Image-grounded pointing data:

Segment Open

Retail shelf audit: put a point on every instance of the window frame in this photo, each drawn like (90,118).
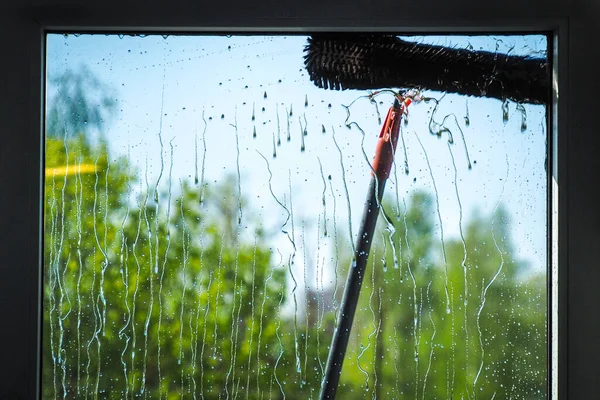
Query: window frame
(573,350)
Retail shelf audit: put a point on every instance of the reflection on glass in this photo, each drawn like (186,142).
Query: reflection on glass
(202,201)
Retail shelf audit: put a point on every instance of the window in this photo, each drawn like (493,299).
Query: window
(198,246)
(28,232)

Segment Closed

## What is required
Count all lines of the data that include "this". The answer is the number alone.

## Your solution
3